Stored entries
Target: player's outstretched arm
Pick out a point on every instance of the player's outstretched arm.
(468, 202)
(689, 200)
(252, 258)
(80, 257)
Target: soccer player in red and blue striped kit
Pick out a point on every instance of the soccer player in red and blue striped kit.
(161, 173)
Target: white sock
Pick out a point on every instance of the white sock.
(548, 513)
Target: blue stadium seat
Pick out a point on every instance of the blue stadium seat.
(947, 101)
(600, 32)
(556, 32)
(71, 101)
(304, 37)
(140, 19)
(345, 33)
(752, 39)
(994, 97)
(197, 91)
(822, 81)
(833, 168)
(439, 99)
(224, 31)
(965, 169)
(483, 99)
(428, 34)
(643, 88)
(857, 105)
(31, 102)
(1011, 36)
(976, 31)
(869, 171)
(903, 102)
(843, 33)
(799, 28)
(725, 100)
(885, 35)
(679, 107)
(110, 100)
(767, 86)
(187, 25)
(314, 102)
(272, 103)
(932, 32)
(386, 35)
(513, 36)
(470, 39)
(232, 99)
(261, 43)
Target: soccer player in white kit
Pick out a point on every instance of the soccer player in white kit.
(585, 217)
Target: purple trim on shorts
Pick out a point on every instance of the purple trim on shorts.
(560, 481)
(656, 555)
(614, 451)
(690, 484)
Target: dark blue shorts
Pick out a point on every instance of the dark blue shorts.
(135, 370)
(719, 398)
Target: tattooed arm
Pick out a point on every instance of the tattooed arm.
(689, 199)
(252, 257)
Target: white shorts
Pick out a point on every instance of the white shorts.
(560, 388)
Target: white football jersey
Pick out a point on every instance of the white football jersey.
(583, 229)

_Your objective_. Copy all of the data above line for line, with no changes.

_Exercise solution_.
Target: player's outstretched arm
Pick out a point on every instance of the player's outstretched arm.
(468, 202)
(689, 200)
(252, 258)
(80, 257)
Target: soccer player in red and blue striped kit
Pick out a point on every instance of the soccer player in red and blue striped kit.
(161, 173)
Target: white sock
Pick out a point on every instance of the white sock.
(548, 513)
Target: blue stadium seat
Pick out a point on every instance of the blue stadium seat.
(947, 101)
(600, 32)
(556, 32)
(71, 101)
(304, 37)
(140, 19)
(345, 33)
(752, 39)
(994, 97)
(197, 91)
(822, 81)
(833, 168)
(439, 99)
(224, 31)
(965, 169)
(483, 99)
(428, 34)
(643, 88)
(857, 105)
(31, 102)
(1011, 36)
(976, 31)
(869, 171)
(903, 102)
(843, 33)
(799, 28)
(725, 100)
(885, 35)
(679, 107)
(110, 100)
(767, 86)
(187, 25)
(314, 102)
(272, 103)
(932, 32)
(386, 35)
(513, 36)
(470, 39)
(232, 99)
(261, 43)
Target: soccer player in white kit
Pick out a point on every instance of the soccer player in white kit.
(585, 217)
Target: purple trim on shorts
Pick out a point on every instance of the purple trim on shorts.
(560, 481)
(656, 555)
(614, 451)
(690, 484)
Target: dark blue shorts
Pick out a point on every instance of the dark blue shorts.
(135, 370)
(719, 398)
Target: tattooed arm
Pick out a point on every instance of the tattooed arm.
(689, 199)
(252, 257)
Target: white shorts
Pick out a point on every instance of the white shorts.
(560, 388)
Target: white football jersey
Pick out a point on every instance of the white football jersey.
(583, 229)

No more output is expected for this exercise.